* _Exercise goal_: Which lines of the records below contain the string "Query"? Copy each of those lines, counting only matches with the same uppercase and lowercase letters.

# Start of Material for the task

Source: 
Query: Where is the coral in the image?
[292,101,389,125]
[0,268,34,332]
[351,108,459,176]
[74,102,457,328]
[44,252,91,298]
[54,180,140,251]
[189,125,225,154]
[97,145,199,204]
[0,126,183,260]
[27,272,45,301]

# End of Material for the task

* _Expected answer_:
Query: Where is the coral in the image?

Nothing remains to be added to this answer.